* **Source passage**
§
Opinion
No. 44A03-0404-CR-202.
October 13, 2004.
Appeal from the Superior Court, LaGrange County, George E. Brown, J.
Christopher J. Wheeler, Angola, IN, Attorney for Appellant.
Stephen R. Carter, Attorney General of Indiana, Jodi Kathryn Stein, Deputy Attorney General, Indianapolis, IN, Attorneys for Appellee.
OPINION
STATEMENT OF THE CASE
Brook T. Richards appeals his conviction, of criminal confinement, a Class D felony. We affirm.
Ind. Code § 35-42-3-3. Richards also was convicted of domestic battery, a Class A Misdemeanor under Ind. Code § 35-42-2-1. He does not appeal that conviction.
THE ISSUE
Whether the evidence was sufficient to support the conviction of criminal confinement.
FACTS
Richards and one Kim O'Conner had had a rather tumultuous relationship, and they lived together for some period of time. This relationship produced one child, C.R., who was born on March 5, 1998. Although Richards and Kim never were married, and paternity of C.R. never was established, both parties agree that Richards is the biological father of C.R.
Richards and Kim separated because of Richards' abusive behavior. In July of 1999, while living in Ohio, Kim obtained from he Court of Common Pleas, Division of Domestic Relations of Wood County, Ohio, a domestic restraining order in favor of Kim and her children, including C.R., which placed custody of C.R. with Kim. This order was effective for five years. Richards was aware of the Ohio protective order.
Apparently, Richards and Kim lived together sporadically after that, but they were living apart on February 3, 2003, the date upon which the events giving rise to this case occurred. On that date, in response to a message from Richards that it was urgent that she see him, Kim, along with C.R., went to Richards' home in Stroh, Indiana. There, Richards asked Kim to marry him. When she refused, he became irate, punched her in the face three times and slammed her head into a shelf. While this was happening, C.R. was screaming "Mommy". Richards then grabbed C.R., ran out the back door, and threw C.R., who was screaming, into his truck. Kim ran to the truck and pounded on the window in an attempt to get C.R., but was unable to do so. Richards then drove away in his truck with C.R., and disappeared for four months. The two of them were seen in Indiana, Michigan, Missouri, New Mexico, and Arizona. Richards finally was apprehended by the FBI in Pueblo, Colorado, on June 7, 2003. When the child was reunited with her mother, her long hair had been cut off to change her appearance.
DISCUSSION AND DECISION
1. Standard of Review.
Our standard of review in sufficiency cases is well established. In considering such a claim, we consider only the probative evidence and reasonable inferences supporting the judgment, without weighing the evidence or judging witness credibility, and determine therefrom whether a reasonable trier of fact could have found the defendant guilty beyond a reasonable doubt. Miller v. State, 770 N.E.2d 763, 774 (Ind. 2002). If there is substantial evidence of probative value supporting the verdict, we will affirm. Dishmon v. State, 770 N.E.2d 855, 858 (Ind.Ct.App. 2002), trans. denied.
2. Sufficiency of the Evidence on Criminal Confinement.
§
* **Directions for this task**
Continue the court opinion on the criminal confinement appeal from its last line, writing the section under the heading "2. Sufficiency of the Evidence on Criminal Confinement."
§
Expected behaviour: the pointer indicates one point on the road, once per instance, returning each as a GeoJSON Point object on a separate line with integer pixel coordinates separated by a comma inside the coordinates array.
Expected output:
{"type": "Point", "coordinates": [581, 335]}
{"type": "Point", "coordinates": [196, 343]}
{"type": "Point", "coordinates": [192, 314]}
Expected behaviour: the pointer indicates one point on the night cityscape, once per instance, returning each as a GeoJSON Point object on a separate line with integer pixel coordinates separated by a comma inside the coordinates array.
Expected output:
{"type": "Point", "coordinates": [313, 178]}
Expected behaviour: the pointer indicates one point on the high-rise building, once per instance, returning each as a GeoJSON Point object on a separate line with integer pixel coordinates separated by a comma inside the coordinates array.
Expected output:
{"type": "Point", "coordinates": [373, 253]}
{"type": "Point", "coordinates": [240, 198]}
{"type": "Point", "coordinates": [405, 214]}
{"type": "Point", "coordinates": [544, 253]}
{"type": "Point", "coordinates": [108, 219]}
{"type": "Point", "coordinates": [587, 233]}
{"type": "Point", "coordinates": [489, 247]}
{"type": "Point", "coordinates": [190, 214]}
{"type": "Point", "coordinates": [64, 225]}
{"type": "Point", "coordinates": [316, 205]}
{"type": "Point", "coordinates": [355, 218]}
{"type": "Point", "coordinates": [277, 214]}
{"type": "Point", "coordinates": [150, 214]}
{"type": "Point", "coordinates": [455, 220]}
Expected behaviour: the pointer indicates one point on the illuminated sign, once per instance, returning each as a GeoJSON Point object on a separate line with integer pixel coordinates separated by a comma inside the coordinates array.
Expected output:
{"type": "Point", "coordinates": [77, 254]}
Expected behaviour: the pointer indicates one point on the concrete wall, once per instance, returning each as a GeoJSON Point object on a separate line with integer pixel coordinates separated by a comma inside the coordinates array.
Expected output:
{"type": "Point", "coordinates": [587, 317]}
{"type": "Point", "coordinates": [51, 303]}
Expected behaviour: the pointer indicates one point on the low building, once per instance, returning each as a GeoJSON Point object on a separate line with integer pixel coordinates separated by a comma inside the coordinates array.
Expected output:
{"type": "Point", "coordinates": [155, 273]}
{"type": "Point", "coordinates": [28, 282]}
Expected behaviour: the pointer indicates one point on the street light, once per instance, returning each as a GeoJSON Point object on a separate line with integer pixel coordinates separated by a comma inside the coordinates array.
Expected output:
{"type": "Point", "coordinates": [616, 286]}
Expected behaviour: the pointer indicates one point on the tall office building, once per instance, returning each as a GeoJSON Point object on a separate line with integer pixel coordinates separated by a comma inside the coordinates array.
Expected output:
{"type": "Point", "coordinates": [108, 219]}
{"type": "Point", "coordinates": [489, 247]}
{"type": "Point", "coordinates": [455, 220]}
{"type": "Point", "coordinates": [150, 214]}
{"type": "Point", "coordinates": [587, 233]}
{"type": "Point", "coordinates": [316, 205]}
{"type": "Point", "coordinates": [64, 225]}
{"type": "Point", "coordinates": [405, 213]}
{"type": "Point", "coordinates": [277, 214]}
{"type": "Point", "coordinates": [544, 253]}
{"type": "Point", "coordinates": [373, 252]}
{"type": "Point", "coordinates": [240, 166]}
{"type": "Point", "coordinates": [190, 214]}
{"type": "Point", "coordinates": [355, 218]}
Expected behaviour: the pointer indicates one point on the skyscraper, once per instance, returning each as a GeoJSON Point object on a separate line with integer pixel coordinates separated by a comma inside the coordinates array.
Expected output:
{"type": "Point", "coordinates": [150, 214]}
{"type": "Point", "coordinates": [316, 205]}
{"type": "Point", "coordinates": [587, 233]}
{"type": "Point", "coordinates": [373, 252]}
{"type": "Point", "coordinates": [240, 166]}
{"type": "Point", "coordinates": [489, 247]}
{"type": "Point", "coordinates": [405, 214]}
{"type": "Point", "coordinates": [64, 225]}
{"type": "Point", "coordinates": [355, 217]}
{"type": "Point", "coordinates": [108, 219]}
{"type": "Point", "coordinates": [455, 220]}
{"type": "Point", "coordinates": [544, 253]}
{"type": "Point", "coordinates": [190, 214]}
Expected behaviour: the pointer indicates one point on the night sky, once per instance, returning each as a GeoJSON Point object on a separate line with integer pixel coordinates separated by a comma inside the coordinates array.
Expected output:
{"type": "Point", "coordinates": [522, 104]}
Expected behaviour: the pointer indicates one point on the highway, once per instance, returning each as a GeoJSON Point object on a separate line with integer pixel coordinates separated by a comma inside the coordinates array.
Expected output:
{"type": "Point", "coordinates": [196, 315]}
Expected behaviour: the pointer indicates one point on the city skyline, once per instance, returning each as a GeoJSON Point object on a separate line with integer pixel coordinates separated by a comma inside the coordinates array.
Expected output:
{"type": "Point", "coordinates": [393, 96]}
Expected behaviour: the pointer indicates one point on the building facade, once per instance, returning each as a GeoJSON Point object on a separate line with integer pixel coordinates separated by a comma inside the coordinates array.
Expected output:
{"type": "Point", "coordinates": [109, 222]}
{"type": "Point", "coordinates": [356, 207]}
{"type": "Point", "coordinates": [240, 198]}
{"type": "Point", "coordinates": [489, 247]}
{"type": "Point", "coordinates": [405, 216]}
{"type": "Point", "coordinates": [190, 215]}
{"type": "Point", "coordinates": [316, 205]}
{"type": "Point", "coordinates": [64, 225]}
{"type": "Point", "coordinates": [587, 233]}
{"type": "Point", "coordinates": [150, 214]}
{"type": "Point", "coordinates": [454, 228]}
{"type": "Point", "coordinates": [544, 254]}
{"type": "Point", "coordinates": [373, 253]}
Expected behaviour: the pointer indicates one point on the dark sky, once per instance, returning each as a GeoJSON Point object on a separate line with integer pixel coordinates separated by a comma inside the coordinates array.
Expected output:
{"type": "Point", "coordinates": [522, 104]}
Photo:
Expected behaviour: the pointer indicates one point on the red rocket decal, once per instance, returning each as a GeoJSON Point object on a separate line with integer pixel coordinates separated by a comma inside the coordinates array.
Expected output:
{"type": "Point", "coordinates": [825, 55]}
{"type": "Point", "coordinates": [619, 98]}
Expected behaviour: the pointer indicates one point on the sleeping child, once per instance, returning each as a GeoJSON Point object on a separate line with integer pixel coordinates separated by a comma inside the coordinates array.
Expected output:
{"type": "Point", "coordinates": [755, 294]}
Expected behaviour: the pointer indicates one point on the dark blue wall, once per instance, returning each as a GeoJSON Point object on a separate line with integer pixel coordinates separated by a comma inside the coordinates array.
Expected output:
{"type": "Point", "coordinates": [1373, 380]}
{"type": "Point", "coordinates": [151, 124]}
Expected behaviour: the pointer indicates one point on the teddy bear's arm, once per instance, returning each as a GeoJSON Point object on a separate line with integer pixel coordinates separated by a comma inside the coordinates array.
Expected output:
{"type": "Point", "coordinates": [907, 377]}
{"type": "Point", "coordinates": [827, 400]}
§
* **Result**
The statute upon which the charge in this case is based reads as follows:
Ind. Code § 35-42-3-3 Criminal Confinement
Sec. 3. (a) A person who knowingly or intentionally:
(1) confines another person without the other person's consent; or
(2) removes another person, by fraud, enticement, force, or threat of force, from one (1) place to another;
commits criminal confinement. Except as provided in subsection (b), the offense of criminal confinement is a Class D felony.
In order to convict under subsection (1) the State had to prove beyond a reasonable doubt that Richards confined C.R. without her consent. However, in this case, whether C.R. did or did not consent is irrelevant. This issue was addressed directly by this court in Matter of Bridges, 474 N.E.2d 529, 530-31 (Ind.Ct.App. 1985). There, legal custody of a ten-month-old child had been given to its maternal grandmother by the fifteen year old birth mother of the child. The birth mother took the child. She was charged with delinquency for the criminal confinement of the child. In response to her argument that there was no evidence that the child did not consent, we held that a child of tender years is regarded as incapable of consenting to criminal confinement when taken from its legal guardian, and is deemed to have been taken without its consent as a matter of law. We believe the holding in Bridges is equally applicable here.
In a similar vein, we held that evidence that the defendant grabbed his six-year-old daughter, held her hostage, and threatened to kill her was sufficient to support a finding that the defendant confined his daughter without her consent, and was sufficient to sustain the charge of criminal confinement. Maxwell v. State, 731 N.E.2d 459, 463 (Ind.Ct.App. 2000), trans. denied.
In addition, on a related issue, our supreme court has held that consent of the child is no defense to a charge of child stealing. Drury v. State, 253 Ind. 392, 254 N.E.2d 335 (1970).
Based upon the foregoing authorities, we hold that the evidence is sufficient under subsection (1) of the statute.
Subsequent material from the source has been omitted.